Information supplied:
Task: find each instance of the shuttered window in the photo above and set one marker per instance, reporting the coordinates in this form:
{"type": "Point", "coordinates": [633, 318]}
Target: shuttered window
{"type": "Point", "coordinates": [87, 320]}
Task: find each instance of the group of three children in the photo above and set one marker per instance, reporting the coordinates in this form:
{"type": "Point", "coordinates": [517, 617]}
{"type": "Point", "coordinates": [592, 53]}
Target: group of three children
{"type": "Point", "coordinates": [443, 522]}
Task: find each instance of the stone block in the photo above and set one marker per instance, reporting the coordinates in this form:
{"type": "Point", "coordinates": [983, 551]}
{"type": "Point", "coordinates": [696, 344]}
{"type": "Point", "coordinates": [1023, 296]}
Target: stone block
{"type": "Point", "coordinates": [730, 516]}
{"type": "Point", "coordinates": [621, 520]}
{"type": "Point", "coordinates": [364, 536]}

Problem statement: Reproduce the listing above in full, swapping each occurrence of "marker" for "pin" and keeping every other line unchanged.

Final result:
Task: find each instance of the shuttered window in the photo above and set one pin per instance, reporting the coordinates in this form:
{"type": "Point", "coordinates": [633, 318]}
Target: shuttered window
{"type": "Point", "coordinates": [87, 320]}
Task: find each instance of the group of three children in the photo above and set one pin per instance, reporting the coordinates in this form:
{"type": "Point", "coordinates": [517, 617]}
{"type": "Point", "coordinates": [592, 53]}
Target: group of three children
{"type": "Point", "coordinates": [443, 522]}
Task: find each instance of the stone block in the photo above and set one pin per instance, reporting the coordinates in this form:
{"type": "Point", "coordinates": [983, 551]}
{"type": "Point", "coordinates": [696, 344]}
{"type": "Point", "coordinates": [1023, 296]}
Target: stone block
{"type": "Point", "coordinates": [730, 516]}
{"type": "Point", "coordinates": [621, 520]}
{"type": "Point", "coordinates": [364, 536]}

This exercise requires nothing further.